_What needs to be done_
Give the entries back exactly, dropping each image.

_Data to process_
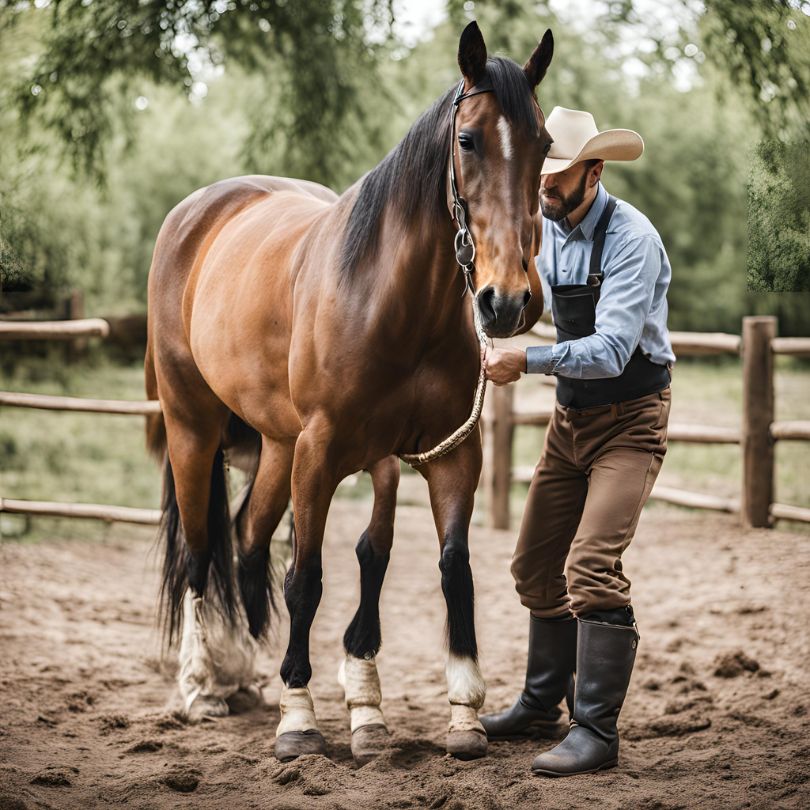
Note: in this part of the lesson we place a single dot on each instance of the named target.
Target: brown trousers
(594, 476)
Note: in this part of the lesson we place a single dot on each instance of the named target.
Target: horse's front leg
(313, 484)
(452, 481)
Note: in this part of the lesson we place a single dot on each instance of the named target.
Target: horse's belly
(239, 325)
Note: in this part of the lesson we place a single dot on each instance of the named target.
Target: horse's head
(500, 142)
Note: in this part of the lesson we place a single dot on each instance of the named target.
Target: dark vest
(574, 309)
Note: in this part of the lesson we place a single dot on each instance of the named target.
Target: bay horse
(334, 333)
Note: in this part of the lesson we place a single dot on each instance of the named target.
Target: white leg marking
(361, 686)
(216, 660)
(466, 691)
(297, 710)
(505, 134)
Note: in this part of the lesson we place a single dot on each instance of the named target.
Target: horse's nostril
(486, 300)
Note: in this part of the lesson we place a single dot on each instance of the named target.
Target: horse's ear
(472, 54)
(539, 61)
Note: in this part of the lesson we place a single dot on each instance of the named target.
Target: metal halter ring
(465, 248)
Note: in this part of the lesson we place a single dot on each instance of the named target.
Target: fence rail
(50, 403)
(54, 330)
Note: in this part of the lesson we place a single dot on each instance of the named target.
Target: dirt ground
(718, 713)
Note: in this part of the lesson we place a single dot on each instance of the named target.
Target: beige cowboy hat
(576, 138)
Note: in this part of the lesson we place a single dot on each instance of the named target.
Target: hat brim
(612, 144)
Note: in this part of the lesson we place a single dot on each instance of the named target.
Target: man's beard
(561, 207)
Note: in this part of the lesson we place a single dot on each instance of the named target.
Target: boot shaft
(605, 657)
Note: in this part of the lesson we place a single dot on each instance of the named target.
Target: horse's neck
(417, 274)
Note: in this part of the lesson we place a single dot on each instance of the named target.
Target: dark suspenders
(595, 274)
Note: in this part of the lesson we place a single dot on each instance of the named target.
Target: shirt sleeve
(624, 303)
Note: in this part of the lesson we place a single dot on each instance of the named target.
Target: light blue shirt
(632, 307)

_Task result_
Note: in this part of the lesson we place a single dot on each instance of the named target.
Target: brown trousers
(594, 476)
Note: in this part of the lesson we place a single dot on each instance of the named target.
Target: horse's front leg
(313, 484)
(452, 481)
Note: in this part of the lesson we place a single dot on each instance of the named target.
Target: horse's belly
(239, 325)
Note: in this part of the lesson we place a single dot on each instance of the named target.
Target: horse's head
(500, 142)
Note: in this part of the lesson we place a single dot on each instance of the named target.
Target: dark vest
(574, 309)
Note: in this part of the lesson we place a single dot on each instance of the named target.
Target: bay horse
(334, 333)
Note: in this part of the lesson we place a single dot on each instance of the named target.
Target: white leg marking
(361, 686)
(216, 660)
(466, 691)
(297, 710)
(505, 134)
Note: in this part of the lesson we place a single dot on each instance of the named target.
Target: horse's nostril
(486, 300)
Note: in this part of the lesson we place a single dot on each instance of the named target.
Target: horse's ear
(472, 54)
(539, 61)
Note: in this part of the lesson we place a single dot on each instance of the named target.
Target: metal halter ring
(465, 248)
Note: in this part of the lesson we place a single dot on each instance of the named target.
Target: fence rail
(50, 403)
(54, 330)
Note: in this part of the lesson we place a single dot on each instance of the named target.
Target: dirt ground
(718, 713)
Note: in this part of the lesson we place a single dot on each instance of the named target.
Target: beige cowboy hat
(576, 138)
Note: in this part of the lesson we place a single dot on each instance of the named target.
Target: hat brim
(612, 144)
Note: in this part of the lesson we place a single dot on each instance of the named target.
Target: man's beard
(561, 207)
Note: in this part of the lesson we place a single dot on each instance of the named target.
Target: boot shaft
(605, 657)
Note: in this part of the lesson we place a single dot on each instance of the named target.
Target: horse's neck
(417, 274)
Note: in this part of the lesson we place a single dot on each instance of the named target.
Target: dark suspenders
(595, 274)
Note: in this part of the lesson we place a single dot on each instance of the named target.
Target: shirt sleeve
(624, 303)
Note: in this part of the lesson we place a single dot on each instance of the named target.
Target: light blue shirt
(632, 307)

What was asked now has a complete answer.